(EXTRACTED TEXT)

Occupational therapy began in the early twentieth century as a treatment for institutionalized mentally ill patients. The idea was that keeping patients “occupied” with arts and crafts helpfully structured their lives, and preserved habits of industriousness.1 Physicians saw that unoccupied minds and bodies deteriorated in the hospital, and activities such as basket weaving and metalworking gave patients focus, purpose, and a reason to socialize with other people.2

Occupational therapy boomed in the aftermath of World War I, when war veterans returned home with a variety of mental and physical ailments. Occupational therapists taught carefully calibrated lessons in new craft skills that helped patients with shellshock be able to focus and remain calm, and gave recuperating soldiers something to do while they were treated for their physical wounds. The therapy became “occupational” in a new sense, offering new skills to disabled veterans who were not capable of returning to their former trades.3

A man in a wheelchair doing woodwork at Walter Reed Army Hospital, 1957. (Walter Reed Army Hospital/US National Library of Medicine | Public domain)

Occupational therapy also expanded to reach those disabled by accident and illness. One of the founders of the field, George Edward Barton, was wheelchair-bound and suffered from tuberculosis. He developed many techniques and therapies in his own home, on his own body.4 Occupational therapy was above all a practical and experience-based discipline, a link from medical treatment back to the pathways of life in one’s community.

Despite its demonstrated value, occupational therapy is too seldom prescribed to those who could benefit from it. Physicians are not always aware of its effectiveness, or the range of its uses, and don’t think to prescribe it for their patients. I have spoken about my experiences at the Lighthouse Guild with a number of older friends and colleagues who find themselves struggling with aging-related visual problems. They have been told that nothing can be done, and they are left to struggle with impairments on their own.

(End EXTRACTED TEXT)
(STORED DATA)

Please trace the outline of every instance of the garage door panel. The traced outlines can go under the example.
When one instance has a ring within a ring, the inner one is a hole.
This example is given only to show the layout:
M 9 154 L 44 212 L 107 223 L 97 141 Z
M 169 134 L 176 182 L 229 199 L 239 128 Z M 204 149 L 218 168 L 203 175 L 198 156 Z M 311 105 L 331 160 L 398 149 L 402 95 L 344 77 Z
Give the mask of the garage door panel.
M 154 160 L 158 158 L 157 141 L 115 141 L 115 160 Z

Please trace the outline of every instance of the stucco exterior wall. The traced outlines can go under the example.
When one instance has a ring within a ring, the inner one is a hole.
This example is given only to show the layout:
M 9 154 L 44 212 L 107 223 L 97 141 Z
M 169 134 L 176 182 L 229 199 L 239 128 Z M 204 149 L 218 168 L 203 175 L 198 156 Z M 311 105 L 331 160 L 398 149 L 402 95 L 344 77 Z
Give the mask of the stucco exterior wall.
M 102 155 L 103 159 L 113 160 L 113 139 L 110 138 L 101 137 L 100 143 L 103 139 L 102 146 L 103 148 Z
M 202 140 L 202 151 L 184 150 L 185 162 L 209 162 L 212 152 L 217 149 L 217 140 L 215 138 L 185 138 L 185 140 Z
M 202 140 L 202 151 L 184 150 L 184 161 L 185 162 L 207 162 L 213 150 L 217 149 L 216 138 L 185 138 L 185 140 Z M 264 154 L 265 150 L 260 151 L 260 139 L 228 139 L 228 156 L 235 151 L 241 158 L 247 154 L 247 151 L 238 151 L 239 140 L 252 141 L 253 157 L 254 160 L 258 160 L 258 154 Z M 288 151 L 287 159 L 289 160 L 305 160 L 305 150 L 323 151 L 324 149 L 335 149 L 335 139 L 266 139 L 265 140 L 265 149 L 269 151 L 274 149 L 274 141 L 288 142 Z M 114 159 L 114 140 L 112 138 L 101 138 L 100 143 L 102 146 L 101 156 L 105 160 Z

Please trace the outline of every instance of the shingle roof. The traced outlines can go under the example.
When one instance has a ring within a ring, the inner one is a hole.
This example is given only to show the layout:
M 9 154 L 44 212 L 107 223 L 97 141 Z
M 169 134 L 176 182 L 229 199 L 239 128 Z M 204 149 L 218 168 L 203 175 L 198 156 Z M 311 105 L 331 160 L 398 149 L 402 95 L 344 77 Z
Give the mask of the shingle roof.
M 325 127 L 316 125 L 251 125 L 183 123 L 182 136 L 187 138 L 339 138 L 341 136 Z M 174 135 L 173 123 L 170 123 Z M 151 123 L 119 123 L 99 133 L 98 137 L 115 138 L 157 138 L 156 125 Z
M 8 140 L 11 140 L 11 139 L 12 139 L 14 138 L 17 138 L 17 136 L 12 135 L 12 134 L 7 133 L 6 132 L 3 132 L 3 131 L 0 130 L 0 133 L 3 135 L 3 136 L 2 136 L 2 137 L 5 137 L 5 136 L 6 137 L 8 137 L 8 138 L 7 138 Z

(End STORED DATA)

▶ [ACTIVITY 1] In the occupational therapy passage, what disease did George Edward Barton have?
▶ [ACTIVITY 2] From the occupational therapy passage, write out the text between "Despite its demonstrated" and "on their own.", inclusive.

▶ [RESPONSE 1] Tuberculosis.

▶ [RESPONSE 2]
Despite its demonstrated value, occupational therapy is too seldom prescribed to those who could benefit from it. Physicians are not always aware of its effectiveness, or the range of its uses, and don’t think to prescribe it for their patients. I have spoken about my experiences at the Lighthouse Guild with a number of older friends and colleagues who find themselves struggling with aging-related visual problems. They have been told that nothing can be done, and they are left to struggle with impairments on their own.